#### SOURCE EXTRACT
....

Instead of losing that history, I spent a recent holiday afternoon building a custom solution: a TripIt Data Visualization site.

The initial motivation was simple: data ownership. I knew I could still get a JSON export of my data (thanks to GDPR), but a JSON file isn’t exactly “visual.”

🌍 See it in Action (Try the Sample Data)

You don’t need your own data export to see how it works. I’ve included a “Sample Data” mode so anyone can explore the dashboard immediately.

👉 Check out the demo here: tripit.csanchez.org

A web dashboard titled "Viewing Sample Data" showing four key statistics cards: 23 total trips, 34 flights (123,420 miles), 23 unique countries visited, and 206 days traveling. Below the stats is a dark world map with visited countries like the USA, Brazil, Australia, and parts of Europe highlighted in bright blue.
A dark-themed interactive world map displaying "Flight Paths." Numerous purple arced lines connect cities across the globe, showing a dense network of flight routes primarily originating from Europe and connecting to North America, South America, Africa, and Asia.
A "Yearly Statistics" bar chart tracking travel data from 2007 to 2026. The chart uses multi-colored bars to compare Days, Flights, Miles, and Trips per year, showing a significant peak in travel around 2019 and a visible dip during 2020-2021.
A clean user interface showing a list of "Past Trips" with cards for Auckland Nature 2025, Sydney NYE 2025, Oslo Summer 2024, and Summer in Europe 2024. Each card displays the destination, date range, duration in days, and number of flights.

The Goal: Beyond the Itinerary

I wanted more than just a list of past trips. I wanted a comprehensive dashboard that felt like a mix of the best travel apps out there:

  • Countries Visited: A high-level view of global coverage.
  • Deep Statistics: Yearly and monthly breakdowns of flights, miles, and airline preferences.
  • Interactive Flight Paths: View every take-off and landing as a beautiful arc on a global map.
  • Country Tracking: Automatically highlights every country you’ve visited based on your trip history.
  • Deep-Dive Statistics: Automated breakdowns of your travels by year, month, and even specific airlines.
  • Privacy-First Architecture: Your data never leaves your browser. There is no backend server storing your history; it’s all processed locally using your tripit export.

....

#### WHAT NEEDS TO BE DONE
Copy the TripIt passage word for word between "The Goal: Beyond" and "even specific airlines.", inclusive. The entries after the TripIt passage are separate material.

#### SOURCE MATERIAL
....

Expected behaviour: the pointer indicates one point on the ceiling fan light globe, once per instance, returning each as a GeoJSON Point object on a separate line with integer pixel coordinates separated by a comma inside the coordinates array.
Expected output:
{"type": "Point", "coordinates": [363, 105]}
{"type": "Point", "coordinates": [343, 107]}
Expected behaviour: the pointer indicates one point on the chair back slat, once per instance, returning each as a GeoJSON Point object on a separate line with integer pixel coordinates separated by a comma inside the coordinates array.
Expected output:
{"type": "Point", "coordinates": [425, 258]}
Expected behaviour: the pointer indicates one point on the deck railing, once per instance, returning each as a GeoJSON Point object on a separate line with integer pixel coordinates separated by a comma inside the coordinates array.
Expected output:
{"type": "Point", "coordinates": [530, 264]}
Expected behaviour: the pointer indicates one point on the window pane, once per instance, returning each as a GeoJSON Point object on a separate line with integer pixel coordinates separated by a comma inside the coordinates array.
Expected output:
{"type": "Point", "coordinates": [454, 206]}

....

#### SOLVED EXERCISE
The Goal: Beyond the Itinerary

I wanted more than just a list of past trips. I wanted a comprehensive dashboard that felt like a mix of the best travel apps out there:

  • Countries Visited: A high-level view of global coverage.
  • Deep Statistics: Yearly and monthly breakdowns of flights, miles, and airline preferences.
  • Interactive Flight Paths: View every take-off and landing as a beautiful arc on a global map.
  • Country Tracking: Automatically highlights every country you’ve visited based on your trip history.
  • Deep-Dive Statistics: Automated breakdowns of your travels by year, month, and even specific airlines.